Assignment
The result should be an exact copy of only the lines from the one with "x=852, y=591" through the last line of the data below, with pictures omitted.

Saved entries
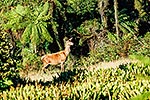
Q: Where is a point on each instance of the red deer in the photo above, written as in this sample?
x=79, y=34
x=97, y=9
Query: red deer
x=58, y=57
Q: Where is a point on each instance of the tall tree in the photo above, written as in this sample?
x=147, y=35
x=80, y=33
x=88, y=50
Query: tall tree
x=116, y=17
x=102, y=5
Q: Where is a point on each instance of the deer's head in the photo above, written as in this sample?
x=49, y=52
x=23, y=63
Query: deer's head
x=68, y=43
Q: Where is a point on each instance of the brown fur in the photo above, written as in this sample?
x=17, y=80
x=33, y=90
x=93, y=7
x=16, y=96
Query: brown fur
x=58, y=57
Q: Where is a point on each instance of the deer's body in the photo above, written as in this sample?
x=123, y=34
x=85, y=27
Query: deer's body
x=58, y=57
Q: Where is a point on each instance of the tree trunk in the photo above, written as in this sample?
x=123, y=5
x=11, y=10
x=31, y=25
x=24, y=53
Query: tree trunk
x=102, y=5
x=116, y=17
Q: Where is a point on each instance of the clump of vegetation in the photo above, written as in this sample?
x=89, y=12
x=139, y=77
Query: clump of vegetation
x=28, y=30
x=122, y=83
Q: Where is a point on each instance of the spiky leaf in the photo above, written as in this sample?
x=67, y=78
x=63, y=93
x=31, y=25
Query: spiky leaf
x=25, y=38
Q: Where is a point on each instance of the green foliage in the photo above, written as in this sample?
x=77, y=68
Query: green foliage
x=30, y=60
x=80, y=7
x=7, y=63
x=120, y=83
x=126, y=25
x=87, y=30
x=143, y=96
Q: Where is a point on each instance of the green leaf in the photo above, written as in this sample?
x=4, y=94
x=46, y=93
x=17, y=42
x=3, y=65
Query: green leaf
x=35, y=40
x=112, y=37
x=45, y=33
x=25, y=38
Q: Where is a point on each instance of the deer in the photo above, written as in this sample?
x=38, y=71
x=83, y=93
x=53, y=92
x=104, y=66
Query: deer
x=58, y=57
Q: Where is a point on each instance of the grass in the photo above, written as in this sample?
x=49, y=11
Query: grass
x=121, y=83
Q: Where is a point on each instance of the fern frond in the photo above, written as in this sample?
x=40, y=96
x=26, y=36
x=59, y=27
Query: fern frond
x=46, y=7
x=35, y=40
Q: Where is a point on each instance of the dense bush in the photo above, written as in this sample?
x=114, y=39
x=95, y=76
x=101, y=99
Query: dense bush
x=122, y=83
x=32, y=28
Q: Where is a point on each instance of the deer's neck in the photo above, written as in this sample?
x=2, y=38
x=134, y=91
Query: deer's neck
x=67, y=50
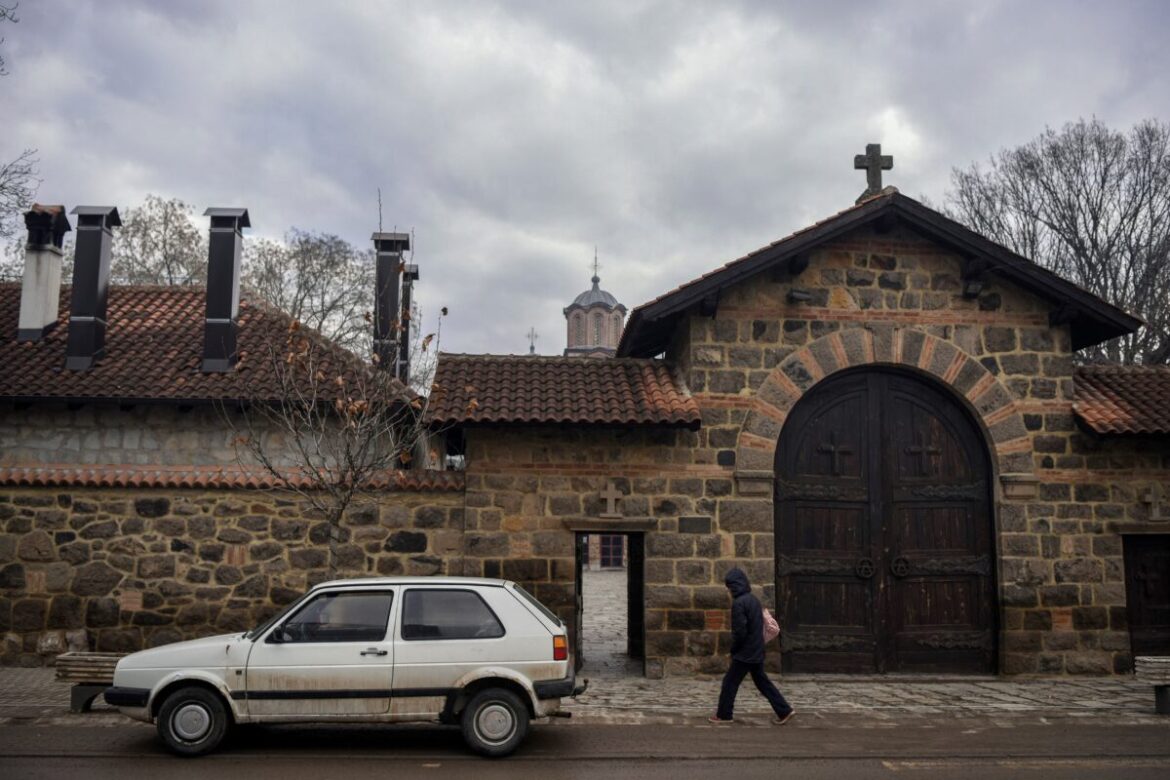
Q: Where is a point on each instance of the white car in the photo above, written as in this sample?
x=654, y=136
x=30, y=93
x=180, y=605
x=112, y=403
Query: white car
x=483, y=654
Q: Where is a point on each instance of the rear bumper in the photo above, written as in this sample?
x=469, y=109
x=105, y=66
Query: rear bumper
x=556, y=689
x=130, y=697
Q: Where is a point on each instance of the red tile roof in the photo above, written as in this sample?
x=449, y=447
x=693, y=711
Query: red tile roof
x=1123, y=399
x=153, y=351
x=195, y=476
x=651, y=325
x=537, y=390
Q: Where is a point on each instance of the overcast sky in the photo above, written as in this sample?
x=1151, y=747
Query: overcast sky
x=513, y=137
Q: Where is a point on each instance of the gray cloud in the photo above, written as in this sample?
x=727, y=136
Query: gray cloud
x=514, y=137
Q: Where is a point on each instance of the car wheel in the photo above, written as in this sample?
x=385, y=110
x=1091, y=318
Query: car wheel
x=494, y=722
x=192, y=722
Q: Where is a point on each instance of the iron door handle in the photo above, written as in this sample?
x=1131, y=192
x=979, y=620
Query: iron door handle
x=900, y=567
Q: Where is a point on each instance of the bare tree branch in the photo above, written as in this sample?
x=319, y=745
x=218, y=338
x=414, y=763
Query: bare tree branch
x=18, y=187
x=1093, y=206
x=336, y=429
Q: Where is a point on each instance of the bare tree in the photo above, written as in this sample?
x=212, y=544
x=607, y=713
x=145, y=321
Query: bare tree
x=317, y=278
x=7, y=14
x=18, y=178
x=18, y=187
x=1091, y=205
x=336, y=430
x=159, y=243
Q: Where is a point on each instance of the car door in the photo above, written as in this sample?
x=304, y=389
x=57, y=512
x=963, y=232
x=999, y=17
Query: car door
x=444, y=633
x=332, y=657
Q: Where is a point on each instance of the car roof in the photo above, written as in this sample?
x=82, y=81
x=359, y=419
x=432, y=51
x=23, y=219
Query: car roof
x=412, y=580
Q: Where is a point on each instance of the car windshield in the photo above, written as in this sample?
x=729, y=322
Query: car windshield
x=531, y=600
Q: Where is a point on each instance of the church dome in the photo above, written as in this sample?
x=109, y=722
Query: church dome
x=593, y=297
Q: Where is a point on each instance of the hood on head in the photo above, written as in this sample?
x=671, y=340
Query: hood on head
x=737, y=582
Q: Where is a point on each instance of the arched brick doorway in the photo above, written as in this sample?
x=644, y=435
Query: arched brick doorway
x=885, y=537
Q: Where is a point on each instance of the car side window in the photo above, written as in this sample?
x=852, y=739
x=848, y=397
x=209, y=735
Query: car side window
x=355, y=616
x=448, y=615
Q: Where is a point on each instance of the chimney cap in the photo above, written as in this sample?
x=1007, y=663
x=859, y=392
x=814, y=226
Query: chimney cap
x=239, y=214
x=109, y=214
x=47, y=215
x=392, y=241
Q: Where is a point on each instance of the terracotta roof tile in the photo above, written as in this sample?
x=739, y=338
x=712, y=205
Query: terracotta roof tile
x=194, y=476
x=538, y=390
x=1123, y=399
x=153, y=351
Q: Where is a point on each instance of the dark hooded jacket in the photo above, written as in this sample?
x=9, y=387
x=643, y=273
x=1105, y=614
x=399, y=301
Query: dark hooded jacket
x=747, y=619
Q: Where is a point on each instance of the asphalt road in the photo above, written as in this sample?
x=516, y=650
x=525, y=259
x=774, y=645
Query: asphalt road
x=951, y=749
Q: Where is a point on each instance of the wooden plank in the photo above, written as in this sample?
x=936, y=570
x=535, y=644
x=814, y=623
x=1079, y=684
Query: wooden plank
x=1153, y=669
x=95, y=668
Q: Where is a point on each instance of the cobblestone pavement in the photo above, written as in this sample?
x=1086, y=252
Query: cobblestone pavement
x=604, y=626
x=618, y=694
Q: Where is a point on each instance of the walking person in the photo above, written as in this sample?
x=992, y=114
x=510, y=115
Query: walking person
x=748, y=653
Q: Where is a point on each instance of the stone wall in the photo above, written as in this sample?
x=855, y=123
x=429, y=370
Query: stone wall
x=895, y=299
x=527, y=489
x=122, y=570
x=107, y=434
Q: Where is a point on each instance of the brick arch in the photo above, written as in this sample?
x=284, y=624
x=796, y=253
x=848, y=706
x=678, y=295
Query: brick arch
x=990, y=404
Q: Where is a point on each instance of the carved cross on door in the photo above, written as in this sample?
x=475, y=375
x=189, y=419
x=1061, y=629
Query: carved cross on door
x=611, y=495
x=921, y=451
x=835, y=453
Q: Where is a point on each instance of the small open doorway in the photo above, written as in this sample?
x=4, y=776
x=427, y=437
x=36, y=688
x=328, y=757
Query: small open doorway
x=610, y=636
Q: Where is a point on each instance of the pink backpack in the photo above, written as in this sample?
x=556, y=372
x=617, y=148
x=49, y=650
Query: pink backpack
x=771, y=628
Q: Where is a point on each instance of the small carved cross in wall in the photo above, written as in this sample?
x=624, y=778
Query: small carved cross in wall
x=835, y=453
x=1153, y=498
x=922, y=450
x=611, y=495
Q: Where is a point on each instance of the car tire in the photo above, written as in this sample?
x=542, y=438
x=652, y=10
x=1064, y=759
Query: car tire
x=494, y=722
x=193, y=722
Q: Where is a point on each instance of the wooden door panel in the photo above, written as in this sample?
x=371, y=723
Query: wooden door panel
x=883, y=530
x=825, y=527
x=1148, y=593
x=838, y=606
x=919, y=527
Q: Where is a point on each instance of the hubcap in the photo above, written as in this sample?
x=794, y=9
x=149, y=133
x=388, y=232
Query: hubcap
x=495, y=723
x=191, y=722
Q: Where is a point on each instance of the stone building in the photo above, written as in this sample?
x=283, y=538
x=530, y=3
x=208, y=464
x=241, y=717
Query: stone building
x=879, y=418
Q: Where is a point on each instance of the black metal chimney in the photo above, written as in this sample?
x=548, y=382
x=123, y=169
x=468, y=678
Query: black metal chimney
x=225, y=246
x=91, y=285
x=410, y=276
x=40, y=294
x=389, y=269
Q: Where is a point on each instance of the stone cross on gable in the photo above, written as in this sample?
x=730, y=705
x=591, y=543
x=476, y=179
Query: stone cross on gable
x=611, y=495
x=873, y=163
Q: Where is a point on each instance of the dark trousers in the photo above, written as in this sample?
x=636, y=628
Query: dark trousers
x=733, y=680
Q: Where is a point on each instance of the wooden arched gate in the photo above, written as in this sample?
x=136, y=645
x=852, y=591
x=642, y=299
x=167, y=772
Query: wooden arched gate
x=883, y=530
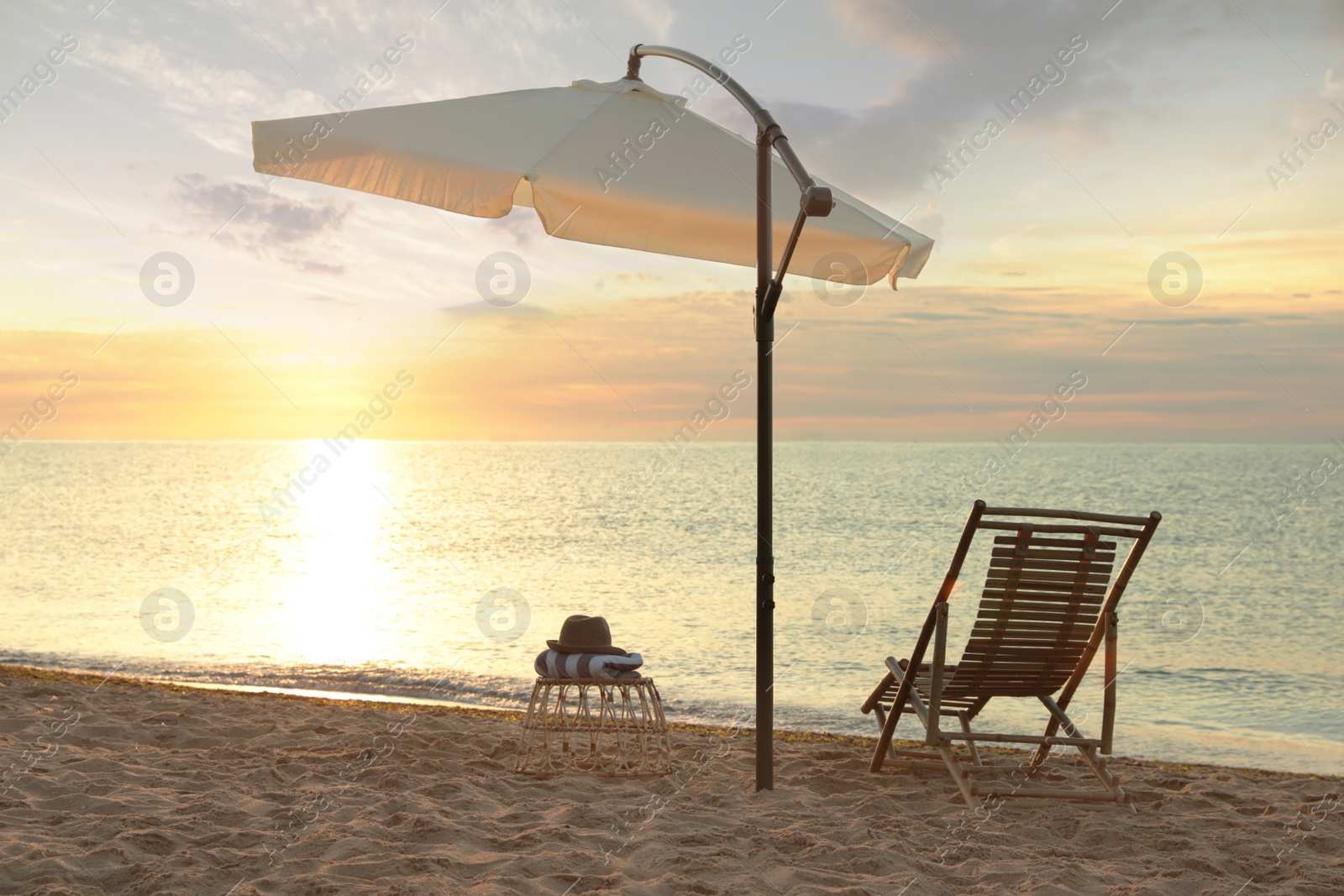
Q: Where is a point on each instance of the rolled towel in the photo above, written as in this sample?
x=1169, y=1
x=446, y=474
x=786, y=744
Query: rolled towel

Solution to the exercise
x=852, y=591
x=642, y=299
x=167, y=772
Query: wooden arched gate
x=883, y=530
Q: Where is a point on each instance of the rolled towel in the photo above, written as in this sample?
x=1169, y=1
x=446, y=474
x=786, y=744
Query: rolled towel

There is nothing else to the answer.